(PASSAGE PROVIDED)

We generated and tested an SBP PRS using 944,384 common variants in UKB compared with two admixed Brazilian samples. Our derived score successfully identified individuals with elevated SBP and hypertension risk in both Brazilian and European samples, offering a slight enhancement in predictive capacity over the clinical data for hypertension in European samples alone.

Comparative analyses in European ancestry revealed our PRS’s SBP differences between the highest and lowest deciles were analogous to findings from the FINRISK study (17.9 mmHg using the proposed PRS in the UKB vs. 14.1 mmHg, respectively)12, NHLBI TOPMed multi-ancestry cohorts (13 mmHg)15 and the Lifelines individuals (16.9 mmHg)7. The per 1-SD unit increase in the reported PRS demonstrated a significant association with SBP, DBP and hypertension similar to those observed in NHLBI TOPMed multi-ancestry cohorts (5.2 mmHg, 2.1 mmHg and OR = 1.56 vs. 4.39 mmHg, 2.04 mmHg and OR = 1.5, respectively), being more similar in the relationships observed specifically in white individuals from the reported cohort (SBP = 5.4 mmHg, DBP = 2.54 mmHg and hypertension OR = 1.7)15. This underlines the potential clinical relevance of the reported scores within European populations, regardless of disparities in the algorithms and variant counts utilized.

(End PASSAGE PROVIDED)
(EXTRACTED MATERIAL)

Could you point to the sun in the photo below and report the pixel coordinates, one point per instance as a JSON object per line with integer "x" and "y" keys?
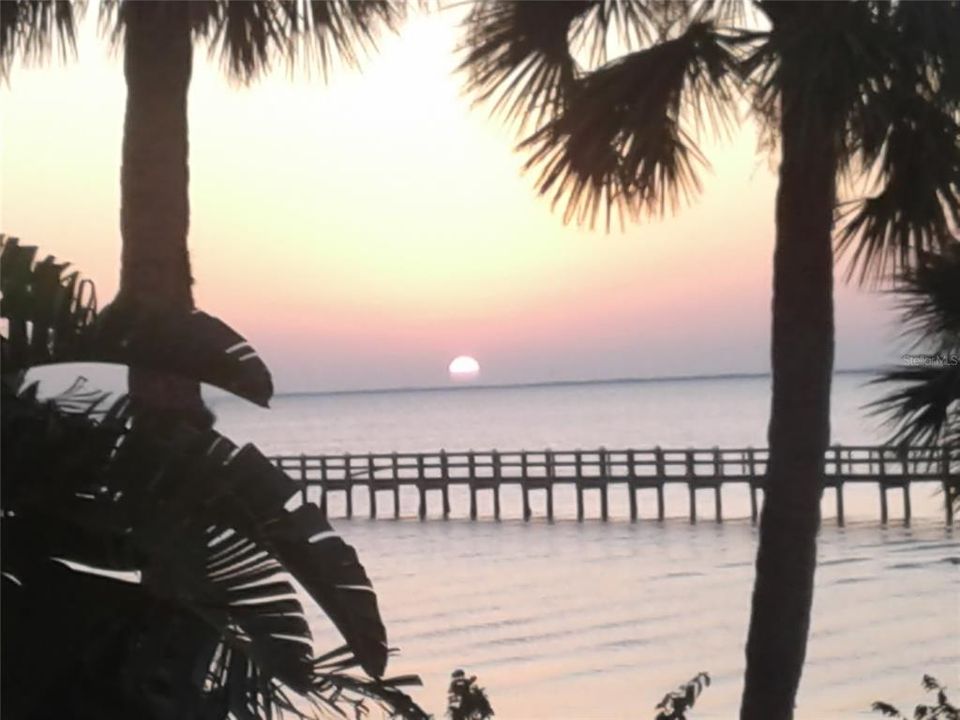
{"x": 464, "y": 368}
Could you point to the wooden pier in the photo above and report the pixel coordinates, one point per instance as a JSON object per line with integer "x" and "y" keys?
{"x": 889, "y": 468}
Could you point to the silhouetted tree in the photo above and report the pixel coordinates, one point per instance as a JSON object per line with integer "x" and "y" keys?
{"x": 925, "y": 407}
{"x": 941, "y": 710}
{"x": 157, "y": 38}
{"x": 466, "y": 700}
{"x": 150, "y": 575}
{"x": 863, "y": 96}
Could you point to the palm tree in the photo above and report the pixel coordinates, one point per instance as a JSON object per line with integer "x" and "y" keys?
{"x": 860, "y": 97}
{"x": 211, "y": 626}
{"x": 157, "y": 38}
{"x": 925, "y": 407}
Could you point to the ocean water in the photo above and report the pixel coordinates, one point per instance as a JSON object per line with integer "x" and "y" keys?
{"x": 598, "y": 620}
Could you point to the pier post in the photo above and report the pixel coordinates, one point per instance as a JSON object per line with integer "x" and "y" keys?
{"x": 578, "y": 461}
{"x": 904, "y": 454}
{"x": 661, "y": 479}
{"x": 348, "y": 483}
{"x": 395, "y": 463}
{"x": 421, "y": 477}
{"x": 718, "y": 475}
{"x": 323, "y": 486}
{"x": 472, "y": 472}
{"x": 947, "y": 486}
{"x": 551, "y": 473}
{"x": 303, "y": 478}
{"x": 840, "y": 518}
{"x": 495, "y": 460}
{"x": 524, "y": 490}
{"x": 371, "y": 473}
{"x": 605, "y": 485}
{"x": 881, "y": 471}
{"x": 445, "y": 487}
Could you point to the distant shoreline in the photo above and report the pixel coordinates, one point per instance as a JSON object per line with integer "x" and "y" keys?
{"x": 554, "y": 383}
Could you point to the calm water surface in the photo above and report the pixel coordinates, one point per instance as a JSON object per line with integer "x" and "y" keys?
{"x": 593, "y": 620}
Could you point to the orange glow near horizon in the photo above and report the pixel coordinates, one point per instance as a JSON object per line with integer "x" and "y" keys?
{"x": 379, "y": 216}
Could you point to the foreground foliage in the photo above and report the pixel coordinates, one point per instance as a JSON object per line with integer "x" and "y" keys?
{"x": 942, "y": 710}
{"x": 862, "y": 101}
{"x": 148, "y": 568}
{"x": 466, "y": 700}
{"x": 926, "y": 408}
{"x": 675, "y": 704}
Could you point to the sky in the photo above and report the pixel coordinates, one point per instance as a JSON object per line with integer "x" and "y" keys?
{"x": 364, "y": 231}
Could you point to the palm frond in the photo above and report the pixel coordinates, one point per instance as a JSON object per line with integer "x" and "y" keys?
{"x": 917, "y": 208}
{"x": 819, "y": 58}
{"x": 930, "y": 298}
{"x": 902, "y": 135}
{"x": 619, "y": 142}
{"x": 52, "y": 317}
{"x": 34, "y": 29}
{"x": 249, "y": 36}
{"x": 517, "y": 55}
{"x": 925, "y": 407}
{"x": 205, "y": 526}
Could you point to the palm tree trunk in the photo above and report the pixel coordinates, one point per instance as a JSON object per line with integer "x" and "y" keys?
{"x": 154, "y": 206}
{"x": 799, "y": 430}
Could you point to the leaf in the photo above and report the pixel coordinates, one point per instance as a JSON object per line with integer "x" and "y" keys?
{"x": 53, "y": 318}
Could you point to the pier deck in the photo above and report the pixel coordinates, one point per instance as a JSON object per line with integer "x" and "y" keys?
{"x": 889, "y": 468}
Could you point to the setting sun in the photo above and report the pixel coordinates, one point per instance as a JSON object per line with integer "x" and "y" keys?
{"x": 464, "y": 367}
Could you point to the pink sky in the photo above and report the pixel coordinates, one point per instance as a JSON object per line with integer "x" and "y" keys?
{"x": 364, "y": 232}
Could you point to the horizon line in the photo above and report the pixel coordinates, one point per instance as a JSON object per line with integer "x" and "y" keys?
{"x": 554, "y": 383}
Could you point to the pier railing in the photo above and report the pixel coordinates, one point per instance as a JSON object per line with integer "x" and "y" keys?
{"x": 890, "y": 468}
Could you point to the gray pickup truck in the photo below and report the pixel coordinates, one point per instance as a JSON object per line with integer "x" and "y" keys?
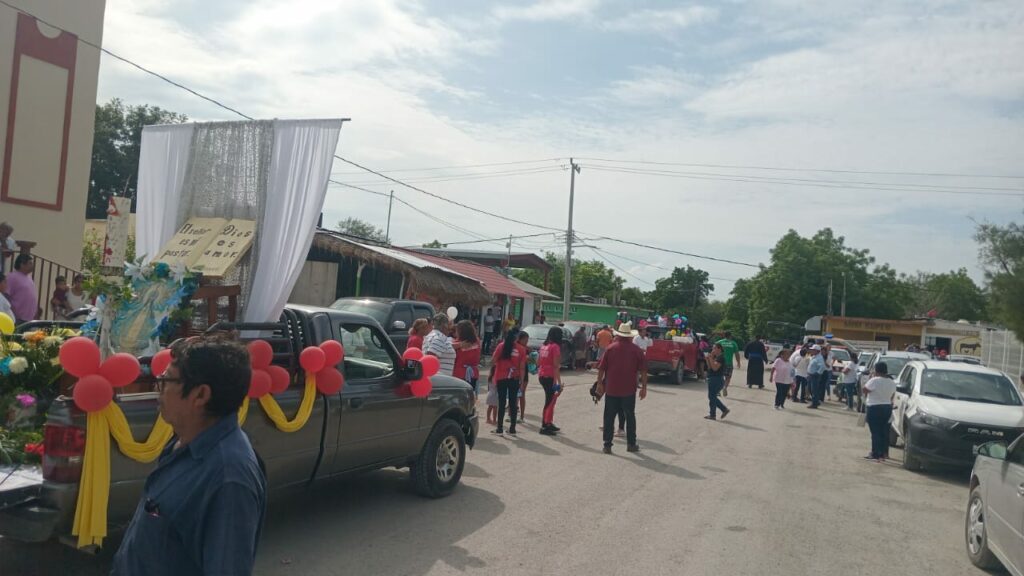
{"x": 373, "y": 423}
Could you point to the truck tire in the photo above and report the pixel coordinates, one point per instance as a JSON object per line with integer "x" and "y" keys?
{"x": 910, "y": 462}
{"x": 438, "y": 467}
{"x": 976, "y": 534}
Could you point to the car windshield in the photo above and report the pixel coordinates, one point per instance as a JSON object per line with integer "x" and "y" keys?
{"x": 377, "y": 311}
{"x": 970, "y": 386}
{"x": 537, "y": 331}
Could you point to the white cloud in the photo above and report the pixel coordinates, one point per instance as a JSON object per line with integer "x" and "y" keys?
{"x": 663, "y": 21}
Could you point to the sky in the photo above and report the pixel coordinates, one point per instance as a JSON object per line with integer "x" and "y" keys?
{"x": 705, "y": 128}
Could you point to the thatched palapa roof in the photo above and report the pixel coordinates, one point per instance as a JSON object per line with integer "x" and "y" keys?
{"x": 421, "y": 275}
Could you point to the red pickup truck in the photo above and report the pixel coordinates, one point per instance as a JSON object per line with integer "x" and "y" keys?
{"x": 679, "y": 359}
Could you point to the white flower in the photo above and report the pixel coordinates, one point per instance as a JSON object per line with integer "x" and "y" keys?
{"x": 18, "y": 365}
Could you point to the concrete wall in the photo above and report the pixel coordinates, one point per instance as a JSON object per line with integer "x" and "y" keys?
{"x": 34, "y": 164}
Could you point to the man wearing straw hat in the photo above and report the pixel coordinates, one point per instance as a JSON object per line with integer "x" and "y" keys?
{"x": 622, "y": 366}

(End EXTRACTED MATERIAL)

■ **ASSIGNED TASK 1**:
In the passage on the blood pressure polygenic score, rewrite from "We generated and" to "European samples alone.", swapping "UKB" for "UK Biobank".
■ **ASSIGNED TASK 2**:
According to the passage on the blood pressure polygenic score, what was the SBP difference between the highest and lowest deciles using the proposed PRS in the UKB?

■ **EXPECTED OUTPUT 1**:
We generated and tested an SBP PRS using 944,384 common variants in UK Biobank compared with two admixed Brazilian samples. Our derived score successfully identified individuals with elevated SBP and hypertension risk in both Brazilian and European samples, offering a slight enhancement in predictive capacity over the clinical data for hypertension in European samples alone.

■ **EXPECTED OUTPUT 2**:
17.9 mmHg